- [Exercise requirements]
Where does the word "cloud" show up in the records? Copy every line that holds it.

- [Provided data]
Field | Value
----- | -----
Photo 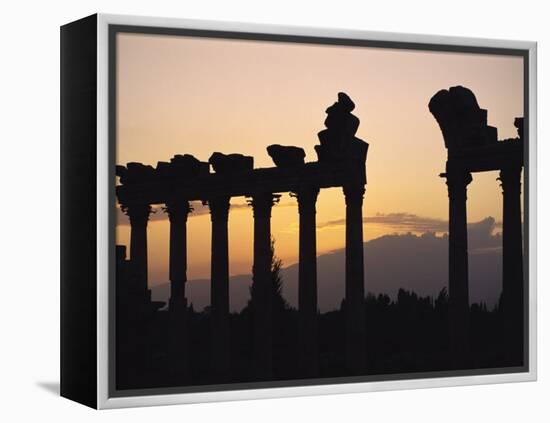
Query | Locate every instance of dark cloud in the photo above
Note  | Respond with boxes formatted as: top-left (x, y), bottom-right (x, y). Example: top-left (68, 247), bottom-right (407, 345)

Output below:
top-left (467, 217), bottom-right (502, 250)
top-left (317, 212), bottom-right (502, 236)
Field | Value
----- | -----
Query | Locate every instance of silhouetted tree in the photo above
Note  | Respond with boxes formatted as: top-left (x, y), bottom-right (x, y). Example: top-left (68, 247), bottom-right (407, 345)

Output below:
top-left (247, 237), bottom-right (289, 311)
top-left (435, 287), bottom-right (449, 312)
top-left (270, 239), bottom-right (289, 312)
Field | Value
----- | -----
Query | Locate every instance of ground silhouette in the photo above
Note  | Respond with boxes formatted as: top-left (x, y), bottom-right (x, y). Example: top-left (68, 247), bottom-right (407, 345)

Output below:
top-left (116, 238), bottom-right (522, 390)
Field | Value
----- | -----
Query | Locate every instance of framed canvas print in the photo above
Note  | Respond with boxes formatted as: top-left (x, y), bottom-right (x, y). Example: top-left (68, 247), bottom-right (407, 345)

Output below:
top-left (60, 14), bottom-right (537, 409)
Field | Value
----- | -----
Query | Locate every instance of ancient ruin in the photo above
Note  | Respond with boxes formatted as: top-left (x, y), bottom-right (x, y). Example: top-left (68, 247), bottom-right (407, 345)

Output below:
top-left (114, 88), bottom-right (525, 385)
top-left (429, 86), bottom-right (524, 364)
top-left (116, 93), bottom-right (370, 379)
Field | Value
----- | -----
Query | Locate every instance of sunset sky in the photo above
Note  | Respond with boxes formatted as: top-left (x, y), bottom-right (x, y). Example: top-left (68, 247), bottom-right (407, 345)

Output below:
top-left (115, 32), bottom-right (524, 291)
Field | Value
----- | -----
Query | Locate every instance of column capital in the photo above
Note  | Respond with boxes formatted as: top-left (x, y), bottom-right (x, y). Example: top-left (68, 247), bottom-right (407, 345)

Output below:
top-left (292, 186), bottom-right (319, 215)
top-left (441, 169), bottom-right (472, 200)
top-left (207, 196), bottom-right (231, 222)
top-left (248, 193), bottom-right (281, 219)
top-left (122, 204), bottom-right (152, 226)
top-left (343, 183), bottom-right (365, 207)
top-left (498, 166), bottom-right (522, 194)
top-left (164, 200), bottom-right (192, 222)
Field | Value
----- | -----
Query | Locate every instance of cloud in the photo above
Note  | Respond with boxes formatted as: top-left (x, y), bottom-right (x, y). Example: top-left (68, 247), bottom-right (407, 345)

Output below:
top-left (467, 217), bottom-right (502, 250)
top-left (317, 212), bottom-right (502, 235)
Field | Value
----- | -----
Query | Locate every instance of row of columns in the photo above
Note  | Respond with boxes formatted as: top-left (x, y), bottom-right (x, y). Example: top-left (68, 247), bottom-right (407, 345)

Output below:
top-left (122, 182), bottom-right (368, 379)
top-left (443, 164), bottom-right (524, 365)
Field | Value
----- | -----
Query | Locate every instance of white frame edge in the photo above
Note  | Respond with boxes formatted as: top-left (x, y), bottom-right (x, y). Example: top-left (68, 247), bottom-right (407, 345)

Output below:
top-left (96, 13), bottom-right (537, 409)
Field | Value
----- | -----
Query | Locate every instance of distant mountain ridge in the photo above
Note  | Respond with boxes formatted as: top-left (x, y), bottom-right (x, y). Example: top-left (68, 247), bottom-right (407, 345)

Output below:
top-left (151, 217), bottom-right (502, 312)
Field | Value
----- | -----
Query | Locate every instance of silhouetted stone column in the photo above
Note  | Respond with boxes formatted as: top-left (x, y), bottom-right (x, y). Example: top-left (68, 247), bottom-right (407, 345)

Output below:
top-left (343, 184), bottom-right (366, 373)
top-left (250, 192), bottom-right (278, 379)
top-left (295, 186), bottom-right (320, 377)
top-left (165, 200), bottom-right (191, 382)
top-left (499, 165), bottom-right (524, 362)
top-left (208, 196), bottom-right (231, 380)
top-left (295, 187), bottom-right (319, 377)
top-left (126, 204), bottom-right (152, 303)
top-left (444, 169), bottom-right (472, 366)
top-left (165, 201), bottom-right (191, 312)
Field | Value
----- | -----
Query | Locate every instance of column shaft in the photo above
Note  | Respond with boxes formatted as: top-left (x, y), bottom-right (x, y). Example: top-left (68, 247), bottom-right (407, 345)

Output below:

- [Written solution]
Query | Locate every instance of dark cloud in the photo above
Query | Locate every instance of cloud in the photo above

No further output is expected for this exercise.